** start TEXT SECTION **
Sharpless asymmetric epoxidation of endiynes; epoxides SyntheticPage 212 (2003)
Submitted 8th Apr 2003, published 24th Apr 2003
Zac Etheridge
([email protected]),
A contribution from the Caddick Group Group, Sussex
Chemicals Used
tert-butylhydroperoxide (5.5M soln in decane, fluka, 0.9 mmol, 0.164 mL)
titanium tetra-isopropoxide (distilled, 0.045 mL, 0.15 mmol)
(-)-diethyl tartrate (distilled, 0.032 mL, 0.19 mmol)
dichloromethane (distilled from calcium hydride)
powdered 3A molecular sieves (activated by bunsen burner)
enediyne (55 mg, 0.15 mmol)
** end TEXT SECTION **
### AIM OF THE TASK:
Return the Sharpless epoxidation page in full, word for word, from its title line through the final chemical listed. The records have nothing to do with the Sharpless epoxidation page.
** start RECORDS SUPPLIED **
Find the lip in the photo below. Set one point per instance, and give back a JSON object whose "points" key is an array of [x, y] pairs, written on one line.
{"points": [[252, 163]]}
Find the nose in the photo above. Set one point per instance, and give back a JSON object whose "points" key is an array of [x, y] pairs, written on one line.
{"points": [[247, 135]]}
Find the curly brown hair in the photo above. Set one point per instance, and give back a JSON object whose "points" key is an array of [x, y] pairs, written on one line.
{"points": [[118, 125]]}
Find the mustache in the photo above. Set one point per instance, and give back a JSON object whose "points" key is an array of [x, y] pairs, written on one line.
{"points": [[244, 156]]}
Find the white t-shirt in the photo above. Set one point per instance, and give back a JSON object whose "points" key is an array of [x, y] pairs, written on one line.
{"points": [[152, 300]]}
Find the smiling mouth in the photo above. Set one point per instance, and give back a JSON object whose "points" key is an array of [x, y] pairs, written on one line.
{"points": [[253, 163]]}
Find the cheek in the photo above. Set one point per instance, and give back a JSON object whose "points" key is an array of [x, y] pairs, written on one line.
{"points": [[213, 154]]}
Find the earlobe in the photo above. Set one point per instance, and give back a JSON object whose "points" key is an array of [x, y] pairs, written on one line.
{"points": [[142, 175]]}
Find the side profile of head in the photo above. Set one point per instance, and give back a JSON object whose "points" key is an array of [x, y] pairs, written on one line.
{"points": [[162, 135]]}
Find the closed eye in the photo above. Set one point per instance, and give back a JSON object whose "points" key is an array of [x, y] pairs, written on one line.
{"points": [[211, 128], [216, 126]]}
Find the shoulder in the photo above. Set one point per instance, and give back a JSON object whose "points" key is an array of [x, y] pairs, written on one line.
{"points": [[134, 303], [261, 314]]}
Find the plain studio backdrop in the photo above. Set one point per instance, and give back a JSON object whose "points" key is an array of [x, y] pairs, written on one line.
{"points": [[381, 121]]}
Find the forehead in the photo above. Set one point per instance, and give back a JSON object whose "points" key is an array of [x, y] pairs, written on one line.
** end RECORDS SUPPLIED **
### SOLUTION:
Sharpless asymmetric epoxidation of endiynes; epoxides SyntheticPage 212 (2003)
Submitted 8th Apr 2003, published 24th Apr 2003
Zac Etheridge
([email protected]),
A contribution from the Caddick Group Group, Sussex
Chemicals Used
tert-butylhydroperoxide (5.5M soln in decane, fluka, 0.9 mmol, 0.164 mL)
titanium tetra-isopropoxide (distilled, 0.045 mL, 0.15 mmol)
(-)-diethyl tartrate (distilled, 0.032 mL, 0.19 mmol)
dichloromethane (distilled from calcium hydride)
powdered 3A molecular sieves (activated by bunsen burner)
enediyne (55 mg, 0.15 mmol)